▶ Required work
If an entry holds a picture, leave that picture out; copy everything else exactly.

>>>>

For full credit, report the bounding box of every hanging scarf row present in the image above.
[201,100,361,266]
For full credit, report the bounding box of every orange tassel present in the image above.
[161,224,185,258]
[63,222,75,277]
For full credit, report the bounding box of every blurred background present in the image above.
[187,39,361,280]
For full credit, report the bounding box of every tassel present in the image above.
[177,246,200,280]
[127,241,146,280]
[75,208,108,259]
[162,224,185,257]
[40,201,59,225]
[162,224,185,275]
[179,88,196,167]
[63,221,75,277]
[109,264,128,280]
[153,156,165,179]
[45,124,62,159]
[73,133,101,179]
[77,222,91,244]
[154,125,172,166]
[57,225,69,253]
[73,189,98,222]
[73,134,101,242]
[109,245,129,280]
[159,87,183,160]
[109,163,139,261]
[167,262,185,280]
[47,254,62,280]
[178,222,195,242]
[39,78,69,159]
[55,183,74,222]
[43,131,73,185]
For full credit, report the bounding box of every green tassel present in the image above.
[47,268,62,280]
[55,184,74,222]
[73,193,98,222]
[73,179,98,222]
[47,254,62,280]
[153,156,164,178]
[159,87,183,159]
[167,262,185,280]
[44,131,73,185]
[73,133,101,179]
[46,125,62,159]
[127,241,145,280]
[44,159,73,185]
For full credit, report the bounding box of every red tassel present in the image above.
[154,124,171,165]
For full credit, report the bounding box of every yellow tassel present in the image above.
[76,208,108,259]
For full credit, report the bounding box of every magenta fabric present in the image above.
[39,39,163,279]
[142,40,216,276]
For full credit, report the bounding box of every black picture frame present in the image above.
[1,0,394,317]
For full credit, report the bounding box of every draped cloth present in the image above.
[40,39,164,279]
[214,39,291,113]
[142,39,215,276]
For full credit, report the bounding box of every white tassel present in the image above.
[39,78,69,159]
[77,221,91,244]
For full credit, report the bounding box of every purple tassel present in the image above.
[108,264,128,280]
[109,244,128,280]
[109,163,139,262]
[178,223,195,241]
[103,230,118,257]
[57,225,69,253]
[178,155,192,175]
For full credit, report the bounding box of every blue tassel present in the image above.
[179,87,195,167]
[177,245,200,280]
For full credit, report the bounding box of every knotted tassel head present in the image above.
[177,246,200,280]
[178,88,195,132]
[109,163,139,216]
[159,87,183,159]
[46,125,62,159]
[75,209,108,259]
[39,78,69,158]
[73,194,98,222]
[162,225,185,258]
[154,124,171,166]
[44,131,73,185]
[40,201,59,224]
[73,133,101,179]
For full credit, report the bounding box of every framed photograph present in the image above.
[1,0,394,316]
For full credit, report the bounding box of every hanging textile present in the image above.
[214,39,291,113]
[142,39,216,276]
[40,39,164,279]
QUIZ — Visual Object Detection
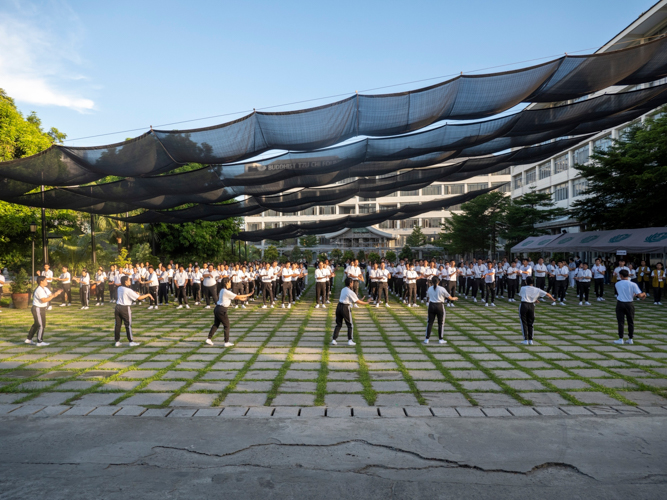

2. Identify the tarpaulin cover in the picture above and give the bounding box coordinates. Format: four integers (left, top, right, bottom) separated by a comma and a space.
510, 234, 566, 253
539, 227, 667, 253
231, 187, 498, 242
1, 37, 667, 185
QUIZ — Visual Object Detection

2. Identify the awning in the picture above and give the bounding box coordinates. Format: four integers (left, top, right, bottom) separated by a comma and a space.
510, 234, 564, 253
541, 227, 667, 253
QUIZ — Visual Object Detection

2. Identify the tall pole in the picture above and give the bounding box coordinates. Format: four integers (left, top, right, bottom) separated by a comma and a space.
91, 213, 96, 265
41, 185, 48, 265
125, 212, 130, 250
245, 241, 247, 260
150, 224, 156, 255
32, 237, 35, 288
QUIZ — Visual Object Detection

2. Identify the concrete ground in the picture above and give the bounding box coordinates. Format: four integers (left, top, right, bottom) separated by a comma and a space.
0, 412, 665, 499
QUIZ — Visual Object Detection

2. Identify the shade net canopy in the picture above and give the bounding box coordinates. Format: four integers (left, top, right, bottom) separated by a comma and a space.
3, 80, 665, 210
2, 36, 667, 186
230, 187, 498, 242
537, 227, 667, 253
510, 234, 570, 253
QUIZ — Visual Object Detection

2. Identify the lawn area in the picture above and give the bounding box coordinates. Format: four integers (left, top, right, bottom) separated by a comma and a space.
1, 271, 666, 409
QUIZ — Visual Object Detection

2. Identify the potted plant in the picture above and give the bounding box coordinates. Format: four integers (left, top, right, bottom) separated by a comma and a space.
11, 268, 31, 309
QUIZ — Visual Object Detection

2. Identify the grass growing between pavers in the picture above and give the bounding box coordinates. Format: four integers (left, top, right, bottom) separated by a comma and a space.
313, 298, 333, 406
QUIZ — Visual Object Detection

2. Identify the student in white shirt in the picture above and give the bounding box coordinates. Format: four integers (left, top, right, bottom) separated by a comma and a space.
375, 263, 391, 308
534, 258, 547, 291
651, 262, 665, 305
553, 261, 569, 305
331, 277, 369, 346
93, 267, 107, 306
260, 262, 275, 308
73, 269, 91, 309
482, 263, 496, 307
575, 263, 593, 305
506, 262, 519, 302
25, 276, 63, 346
405, 264, 419, 307
191, 265, 203, 305
423, 276, 457, 344
281, 262, 294, 308
174, 265, 191, 309
614, 269, 646, 345
114, 276, 152, 347
141, 266, 160, 309
206, 278, 252, 347
592, 258, 606, 301
202, 264, 220, 308
518, 277, 556, 345
314, 262, 328, 308
54, 266, 72, 306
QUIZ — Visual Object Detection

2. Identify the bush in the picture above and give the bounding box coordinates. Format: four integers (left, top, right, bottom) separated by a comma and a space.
385, 251, 397, 262
303, 250, 313, 264
356, 250, 366, 261
342, 250, 355, 262
399, 245, 413, 260
291, 245, 302, 261
367, 252, 381, 264
318, 252, 328, 262
11, 268, 31, 294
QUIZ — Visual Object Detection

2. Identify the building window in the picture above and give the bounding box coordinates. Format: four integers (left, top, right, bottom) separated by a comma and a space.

<<<<

▶ Your response
For full credit, report the bounding box of every hanging scarf row present in the image above.
[201,100,361,266]
For full credit, report the bounding box of every orange tassel present in the image above.
[161,224,185,258]
[63,222,75,277]
For full credit, report the bounding box of every blurred background present in the image above.
[187,39,361,280]
For full credit, report the bounding box of every tassel present in the image above.
[177,246,200,280]
[127,241,146,280]
[75,208,108,259]
[162,224,185,257]
[40,201,59,225]
[162,224,185,275]
[179,88,196,167]
[63,221,75,277]
[109,264,128,280]
[153,156,165,179]
[45,124,62,159]
[73,133,101,179]
[77,222,91,244]
[154,125,172,166]
[57,225,69,253]
[73,189,98,222]
[73,134,101,242]
[109,245,129,280]
[159,87,183,160]
[109,163,139,261]
[167,262,185,280]
[47,254,62,280]
[178,222,195,242]
[39,78,69,159]
[55,183,74,222]
[43,131,73,185]
For full credit, report the bounding box of every green tassel present in the image above.
[47,268,62,280]
[55,184,74,222]
[73,193,98,222]
[73,179,98,222]
[47,254,62,280]
[153,156,164,178]
[159,87,183,159]
[167,262,185,280]
[44,131,73,185]
[73,133,101,179]
[46,125,62,159]
[127,241,145,280]
[44,159,73,185]
For full credit, report the bounding box of every red tassel present in the image above.
[154,124,171,165]
For full credit, report the bounding box of every yellow tassel present in the image above.
[76,208,108,259]
For full credit, report the bounding box of every magenta fabric present in the image above.
[39,39,163,279]
[142,40,216,276]
For full credit, report the bounding box of every black picture frame present in the image above.
[1,0,394,317]
For full credit, report the bounding box of every draped cloth present in the image above.
[40,39,164,279]
[214,39,291,113]
[142,39,215,276]
For full credit, report the bounding box of every white tassel present in the image above.
[39,78,69,159]
[77,221,91,244]
For full credit, report the bounding box of every purple tassel present in the image above.
[108,264,128,280]
[109,244,128,280]
[109,163,139,262]
[178,223,195,241]
[103,230,118,257]
[57,225,69,253]
[178,155,192,175]
For full credit, report the bounding box of every blue tassel present in the image above.
[179,87,195,167]
[177,245,200,280]
For full credit, report the bounding box of every knotted tassel head present in the image above.
[177,246,200,280]
[178,88,195,132]
[109,163,139,216]
[159,87,183,159]
[46,125,62,159]
[75,209,108,259]
[39,78,69,158]
[73,194,98,222]
[162,225,185,258]
[154,124,171,166]
[44,131,73,185]
[40,201,59,224]
[73,133,101,179]
For full credit, report the bounding box of every framed photograph present in the image above.
[1,0,394,316]
For full credit, report the bounding box of every hanging textile present in the image above.
[214,39,291,113]
[142,39,216,276]
[40,39,164,279]
QUIZ — Visual Object Detection

2. Identify the tarpaulin cover in the picture above and give the bounding box coordinates. Format: four integers (left, top, right, bottom) separated by a comma and a space.
510, 234, 566, 253
539, 227, 667, 253
231, 187, 498, 242
1, 37, 667, 185
QUIZ — Visual Object Detection

2. Identify the awning in the picture above and give the bounding box coordinates. Format: four integers (left, top, right, bottom) separated by a comma and a space.
510, 234, 564, 253
541, 227, 667, 253
QUIZ — Visual Object Detection

2. Identify the tall pole in the picture above and give the bounding box coordinates. Format: four integers (left, top, right, bottom) separated by a comma and a space.
91, 213, 96, 265
41, 185, 48, 265
125, 212, 130, 250
245, 241, 247, 260
150, 224, 156, 255
32, 237, 35, 288
QUIZ — Visual Object Detection

2. Identify the concrete ground in the picture above and give the bounding box coordinates. Format: four integers (left, top, right, bottom) separated by a comma and a space.
0, 412, 665, 499
QUIZ — Visual Object Detection

2. Identify the shade net canopy in the picture above and give the bounding box coordinates. Format: four integers (left, top, right, bottom) separated by a comma and a space.
3, 80, 665, 210
2, 36, 667, 186
230, 187, 498, 242
537, 227, 667, 253
510, 234, 570, 253
QUIZ — Visual Object Detection

2. Identify the lawn area in the picture above and give the bounding box coordinates. Format: four integers (left, top, right, bottom) separated by a comma and a space.
1, 271, 666, 409
QUIZ — Visual Object Detection

2. Identify the potted plant in the picture above and give the bounding box coordinates. Format: four integers (left, top, right, bottom) separated by a comma and a space.
11, 268, 31, 309
QUIZ — Visual Object Detection

2. Identify the grass growing between pavers in the picture above and give the bounding box coordinates. Format: four integers (left, top, right, bottom) separated by a comma and a space.
313, 298, 333, 406
QUIZ — Visual Object Detection

2. Identify the student in white shirt in the picture above and give the bounding box coordinates. Format: four integers (left, top, right, bottom) separated by a comma and a space.
375, 263, 391, 308
534, 258, 547, 291
651, 262, 665, 305
553, 261, 569, 305
331, 277, 369, 346
93, 267, 107, 306
260, 262, 275, 308
73, 269, 91, 309
482, 263, 496, 307
575, 263, 593, 305
506, 262, 519, 302
25, 276, 63, 346
405, 264, 419, 307
191, 265, 203, 305
423, 276, 457, 344
281, 262, 294, 308
174, 265, 191, 309
614, 269, 646, 345
114, 276, 152, 347
141, 266, 160, 309
206, 278, 252, 347
592, 258, 606, 301
202, 264, 220, 308
518, 277, 556, 345
314, 262, 328, 308
54, 266, 72, 306
QUIZ — Visual Object Detection

2. Identify the bush in the picture above and give the bounding box coordinates. Format: four integers (left, top, right, bottom) separated by a comma and a space.
385, 251, 397, 262
303, 250, 313, 264
356, 250, 366, 261
342, 250, 355, 262
399, 245, 413, 260
291, 245, 302, 261
367, 252, 381, 264
318, 252, 328, 262
11, 268, 31, 294
QUIZ — Visual Object Detection

2. Identify the building window in the picture above and give the bounding box coordinates. Format: four integers (left, top, right, bottom) separated by a comma and a space.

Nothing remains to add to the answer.